__GOAL OF THE EXERCISE__
In the gasoline futures article below, reproduce the passage between "By Brian Milne, Energy" and "the U.S. dollar.", inclusive, word for word.
start TEXT TO READ
By Brian Milne, Energy Editor for Schneider Electric.
Futures prices for gasoline are down a sharp 7% from their mid-month high during early trading for the final week of June, pressured by concern over the effect on demand when government stimulus efforts conclude, which in turn spurred strength for the U.S. dollar.
The nearest delivered RBOB (Reformulated Blendstock for Oxygenate Blending) futures contract trading on the New York Mercantile Exchange plunged 20cts from a June 14 $2.9193 gallon high to $2.7160 gallon in morning trading June 24, with technical support found at the $2.6879 gallon May 1 low.
The selloff comes on concern over forward demand for oil amid a freeze in interbank lending in China, the world’s second largest economy and consumer of oil, as its central government declined to intervene with cheap loans as it has in the past. China is paring back its involvement in banks, analysts indicate, out of concern the economy would overheat, pushing up inflation.
end TEXT TO READ
start ENTRIES SHOWN
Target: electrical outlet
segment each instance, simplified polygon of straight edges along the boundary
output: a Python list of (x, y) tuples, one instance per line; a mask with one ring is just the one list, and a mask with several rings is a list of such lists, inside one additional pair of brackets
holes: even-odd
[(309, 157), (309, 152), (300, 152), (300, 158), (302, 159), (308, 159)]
end ENTRIES SHOWN
__WRITTEN SOLUTION__
By Brian Milne, Energy Editor for Schneider Electric.
Futures prices for gasoline are down a sharp 7% from their mid-month high during early trading for the final week of June, pressured by concern over the effect on demand when government stimulus efforts conclude, which in turn spurred strength for the U.S. dollar.